- **What you need to do**: Set down the material once more, exactly as it appears.

[START]

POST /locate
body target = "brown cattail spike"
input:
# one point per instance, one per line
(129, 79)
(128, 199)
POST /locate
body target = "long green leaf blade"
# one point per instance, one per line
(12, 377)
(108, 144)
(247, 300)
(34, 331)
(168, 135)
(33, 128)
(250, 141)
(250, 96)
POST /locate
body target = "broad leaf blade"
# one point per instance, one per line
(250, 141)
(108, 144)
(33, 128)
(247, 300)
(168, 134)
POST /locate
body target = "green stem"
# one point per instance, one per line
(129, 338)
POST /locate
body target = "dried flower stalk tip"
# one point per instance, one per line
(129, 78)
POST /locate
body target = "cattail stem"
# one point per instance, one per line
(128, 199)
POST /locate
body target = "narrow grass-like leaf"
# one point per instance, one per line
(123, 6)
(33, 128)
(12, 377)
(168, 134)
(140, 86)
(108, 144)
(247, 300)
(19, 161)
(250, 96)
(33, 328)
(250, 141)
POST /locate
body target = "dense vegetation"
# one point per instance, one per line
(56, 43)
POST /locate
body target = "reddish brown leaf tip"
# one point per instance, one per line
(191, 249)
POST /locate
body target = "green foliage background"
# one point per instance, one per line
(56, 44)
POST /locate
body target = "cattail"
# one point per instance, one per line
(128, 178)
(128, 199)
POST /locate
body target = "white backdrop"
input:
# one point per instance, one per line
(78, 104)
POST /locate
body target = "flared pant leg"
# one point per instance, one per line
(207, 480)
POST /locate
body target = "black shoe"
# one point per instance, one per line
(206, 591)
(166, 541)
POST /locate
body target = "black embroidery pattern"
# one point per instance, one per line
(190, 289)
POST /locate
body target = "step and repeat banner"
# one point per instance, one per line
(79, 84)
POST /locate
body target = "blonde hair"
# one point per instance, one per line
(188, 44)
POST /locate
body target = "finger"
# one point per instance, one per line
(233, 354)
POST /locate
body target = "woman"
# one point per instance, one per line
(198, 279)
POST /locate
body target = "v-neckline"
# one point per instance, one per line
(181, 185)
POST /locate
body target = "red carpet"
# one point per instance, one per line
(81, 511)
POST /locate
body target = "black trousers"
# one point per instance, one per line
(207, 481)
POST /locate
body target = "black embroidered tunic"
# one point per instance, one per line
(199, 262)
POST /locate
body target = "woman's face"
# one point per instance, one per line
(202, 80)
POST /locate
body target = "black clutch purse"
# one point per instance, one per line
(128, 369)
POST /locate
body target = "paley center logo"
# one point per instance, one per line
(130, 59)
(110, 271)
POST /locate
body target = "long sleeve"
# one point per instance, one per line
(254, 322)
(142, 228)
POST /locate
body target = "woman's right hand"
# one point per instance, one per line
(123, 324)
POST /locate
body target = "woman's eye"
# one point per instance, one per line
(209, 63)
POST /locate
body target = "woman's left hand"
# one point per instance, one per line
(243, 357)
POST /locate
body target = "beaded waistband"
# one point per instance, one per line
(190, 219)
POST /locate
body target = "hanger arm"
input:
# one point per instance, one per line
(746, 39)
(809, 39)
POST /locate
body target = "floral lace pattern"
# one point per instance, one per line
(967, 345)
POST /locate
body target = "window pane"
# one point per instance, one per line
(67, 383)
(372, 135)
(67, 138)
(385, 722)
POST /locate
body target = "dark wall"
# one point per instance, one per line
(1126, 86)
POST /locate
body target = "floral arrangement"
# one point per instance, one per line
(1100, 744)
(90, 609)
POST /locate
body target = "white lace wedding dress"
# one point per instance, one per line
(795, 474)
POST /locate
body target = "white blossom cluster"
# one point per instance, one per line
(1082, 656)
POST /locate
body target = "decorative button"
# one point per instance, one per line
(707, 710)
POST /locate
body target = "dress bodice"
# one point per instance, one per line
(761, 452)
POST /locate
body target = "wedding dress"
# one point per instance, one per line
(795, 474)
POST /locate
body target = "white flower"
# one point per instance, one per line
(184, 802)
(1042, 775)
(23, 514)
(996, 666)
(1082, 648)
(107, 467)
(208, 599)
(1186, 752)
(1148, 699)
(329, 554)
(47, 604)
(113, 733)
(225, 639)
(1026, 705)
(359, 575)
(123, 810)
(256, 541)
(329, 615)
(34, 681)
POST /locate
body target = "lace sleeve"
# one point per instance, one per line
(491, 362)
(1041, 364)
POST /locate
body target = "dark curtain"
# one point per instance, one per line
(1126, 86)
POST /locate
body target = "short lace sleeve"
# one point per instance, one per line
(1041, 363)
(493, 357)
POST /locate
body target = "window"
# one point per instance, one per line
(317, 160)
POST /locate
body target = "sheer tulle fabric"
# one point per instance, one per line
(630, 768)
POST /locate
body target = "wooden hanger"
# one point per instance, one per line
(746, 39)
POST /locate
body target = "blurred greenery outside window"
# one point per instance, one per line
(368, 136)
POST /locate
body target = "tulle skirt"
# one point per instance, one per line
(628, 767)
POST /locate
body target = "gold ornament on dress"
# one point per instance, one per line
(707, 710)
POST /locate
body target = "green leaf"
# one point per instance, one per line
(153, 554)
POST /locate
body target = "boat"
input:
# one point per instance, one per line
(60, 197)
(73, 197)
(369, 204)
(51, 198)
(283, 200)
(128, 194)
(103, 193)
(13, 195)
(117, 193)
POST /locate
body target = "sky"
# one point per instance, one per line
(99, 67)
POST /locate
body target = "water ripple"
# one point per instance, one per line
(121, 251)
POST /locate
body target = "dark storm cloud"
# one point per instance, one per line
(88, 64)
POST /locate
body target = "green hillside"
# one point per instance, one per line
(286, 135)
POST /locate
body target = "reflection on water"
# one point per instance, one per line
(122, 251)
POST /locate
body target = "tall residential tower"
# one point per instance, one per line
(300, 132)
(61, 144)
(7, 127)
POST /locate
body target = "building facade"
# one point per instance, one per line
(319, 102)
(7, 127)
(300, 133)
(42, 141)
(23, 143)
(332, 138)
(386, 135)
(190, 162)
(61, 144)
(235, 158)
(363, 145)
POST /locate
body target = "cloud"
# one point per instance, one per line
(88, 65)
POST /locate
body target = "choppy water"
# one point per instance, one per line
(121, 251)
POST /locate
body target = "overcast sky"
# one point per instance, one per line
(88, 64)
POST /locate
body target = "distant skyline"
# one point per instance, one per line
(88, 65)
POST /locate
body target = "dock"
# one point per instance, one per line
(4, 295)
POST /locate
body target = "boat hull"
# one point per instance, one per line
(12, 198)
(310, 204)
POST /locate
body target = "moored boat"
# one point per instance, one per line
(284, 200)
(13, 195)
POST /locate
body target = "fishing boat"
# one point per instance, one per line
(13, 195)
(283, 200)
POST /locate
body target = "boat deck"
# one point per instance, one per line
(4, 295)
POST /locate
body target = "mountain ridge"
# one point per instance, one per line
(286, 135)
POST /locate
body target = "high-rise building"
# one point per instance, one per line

[END]

- **The response**:
POST /locate
body target = "brown cattail spike"
input:
# one point per instance, one per line
(129, 79)
(128, 199)
POST /locate
body target = "long green leaf blade"
# one point per instance, one per line
(12, 377)
(108, 144)
(247, 300)
(34, 331)
(168, 135)
(33, 128)
(250, 141)
(250, 96)
POST /locate
body target = "broad leaf blade"
# one point per instance, one per line
(250, 141)
(108, 144)
(33, 128)
(247, 300)
(168, 134)
POST /locate
body target = "green stem"
# one point per instance, one per line
(129, 338)
POST /locate
body target = "dried flower stalk tip"
# one point per instance, one per line
(129, 78)
POST /locate
body target = "cattail stem"
# one point per instance, one per line
(128, 199)
POST /locate
body target = "narrow grass-like leaf"
# one point per instance, one per line
(123, 6)
(33, 128)
(12, 377)
(168, 134)
(140, 86)
(108, 144)
(247, 300)
(19, 161)
(250, 96)
(33, 328)
(250, 141)
POST /locate
body target = "dense vegetation"
# one point per instance, one per line
(56, 43)
POST /locate
body target = "reddish brown leaf tip"
# one point per instance, one per line
(191, 249)
POST /locate
body target = "green foliage background"
# one point per instance, one per line
(56, 44)
POST /locate
body target = "cattail"
# one point per instance, one per line
(128, 178)
(128, 199)
POST /locate
body target = "white backdrop"
input:
# one point per instance, one per line
(78, 104)
POST /locate
body target = "flared pant leg"
# one point per instance, one per line
(207, 480)
POST /locate
body target = "black shoe"
# one point per instance, one per line
(206, 591)
(166, 541)
POST /locate
body target = "black embroidery pattern"
# one point per instance, one per line
(190, 289)
POST /locate
body target = "step and repeat banner"
# one point per instance, one per line
(79, 84)
POST /locate
body target = "blonde hair"
# one point per instance, one per line
(188, 44)
POST /locate
body target = "finger"
# one point per instance, one per line
(233, 354)
POST /locate
body target = "woman"
# one point per instance, one per line
(198, 279)
POST /locate
body target = "v-neckline"
# one point per instance, one per line
(181, 185)
POST /locate
body target = "red carpet"
# one point per instance, one per line
(81, 511)
POST /locate
body target = "black trousers"
# one point per instance, one per line
(207, 481)
POST /locate
body target = "black embroidered tunic"
# one point per instance, one per line
(199, 262)
POST /locate
body target = "woman's face"
# one point per instance, one per line
(202, 80)
POST /locate
body target = "black clutch purse"
# one point per instance, one per line
(128, 369)
POST /locate
body target = "paley center logo"
# one point per instance, one per line
(130, 59)
(110, 271)
POST /locate
body target = "long sleeve"
# one point per instance, one per line
(254, 322)
(142, 228)
POST /locate
body target = "woman's right hand"
# one point per instance, one per line
(123, 324)
POST /locate
body target = "woman's eye"
# one point per instance, one per line
(209, 63)
POST /locate
body target = "woman's left hand"
# one point per instance, one per line
(243, 357)
POST /locate
body target = "beaded waistband"
# one point per instance, one per line
(190, 219)
POST /locate
body target = "hanger arm"
input:
# one point per instance, one per line
(746, 39)
(809, 39)
POST /locate
body target = "floral lace pattern"
# one point per instance, one per line
(967, 345)
POST /locate
body target = "window pane"
# one point per instance, one per line
(67, 383)
(372, 135)
(67, 138)
(385, 722)
POST /locate
body target = "dark wall"
# one point per instance, one per line
(1126, 86)
POST /locate
body target = "floral arrangement"
# one point per instance, one per line
(1100, 744)
(90, 609)
POST /locate
body target = "white lace wedding dress"
# one point per instance, one per line
(795, 474)
POST /locate
body target = "white blossom cluster"
# one point per instance, one per line
(1082, 656)
POST /locate
body target = "decorative button"
# one point per instance, one per line
(707, 710)
POST /locate
body target = "dress bodice"
# one point per instance, one per line
(761, 452)
POST /locate
body target = "wedding dress"
# one point per instance, one per line
(795, 474)
POST /locate
body target = "white flower"
# one point per instance, one per line
(184, 802)
(1042, 775)
(23, 514)
(996, 666)
(1082, 648)
(107, 467)
(208, 599)
(1186, 752)
(1148, 699)
(329, 554)
(47, 604)
(113, 733)
(225, 639)
(1026, 705)
(359, 575)
(123, 810)
(256, 541)
(329, 615)
(34, 681)
POST /locate
body target = "lace sleeve"
# one point per instance, one per line
(491, 362)
(1041, 364)
POST /locate
body target = "dark curtain"
# one point per instance, one per line
(1126, 86)
POST /locate
body target = "short lace sleeve"
# one point per instance, one per line
(1041, 363)
(493, 357)
POST /locate
body target = "window"
# one point per instance, one per line
(317, 160)
POST /locate
body target = "sheer tulle fabric"
# one point per instance, one per line
(630, 768)
POST /locate
body target = "wooden hanger"
# one point per instance, one per line
(746, 39)
POST /locate
body target = "blurred greenery outside window"
# one point per instance, one per line
(368, 136)
POST /locate
body target = "tulle skirt"
# one point per instance, one per line
(628, 767)
POST /locate
body target = "gold ornament on dress"
# one point per instance, one per line
(707, 710)
POST /locate
body target = "green leaf"
# one point per instance, one per line
(153, 554)
POST /locate
body target = "boat"
input:
# one point per instance, one per line
(60, 197)
(73, 197)
(369, 204)
(51, 198)
(283, 200)
(128, 194)
(103, 193)
(13, 195)
(117, 193)
POST /locate
body target = "sky"
# one point per instance, one per line
(99, 67)
POST /locate
body target = "water ripple"
# one point per instance, one per line
(121, 251)
POST /locate
body target = "dark storm cloud"
# one point per instance, one per line
(88, 64)
POST /locate
body target = "green hillside"
# one point per instance, one per line
(286, 135)
POST /locate
body target = "reflection on water"
# one point per instance, one per line
(122, 251)
POST /locate
body target = "tall residential tower"
# one point per instance, one per line
(300, 132)
(61, 144)
(7, 127)
POST /locate
body target = "building facade"
# one point per instance, one per line
(319, 102)
(7, 127)
(300, 133)
(42, 141)
(23, 143)
(332, 138)
(386, 135)
(190, 162)
(61, 144)
(235, 158)
(363, 145)
POST /locate
body target = "cloud"
# one point per instance, one per line
(88, 65)
POST /locate
body target = "choppy water"
# one point per instance, one per line
(121, 251)
POST /locate
body target = "overcast sky"
# one point per instance, one per line
(88, 64)
POST /locate
body target = "distant skyline"
# one point per instance, one per line
(88, 65)
POST /locate
body target = "dock"
# one point per instance, one per line
(4, 295)
POST /locate
body target = "boat hull"
# one point per instance, one per line
(12, 198)
(310, 204)
POST /locate
body target = "moored boat"
# one point per instance, one per line
(284, 200)
(13, 195)
POST /locate
body target = "fishing boat"
# one point per instance, one per line
(13, 195)
(283, 200)
POST /locate
body target = "boat deck"
# one point per instance, one per line
(4, 295)
POST /locate
body target = "mountain ridge"
# one point per instance, one per line
(286, 135)
POST /locate
body target = "high-rise building"
# one point per instance, one per line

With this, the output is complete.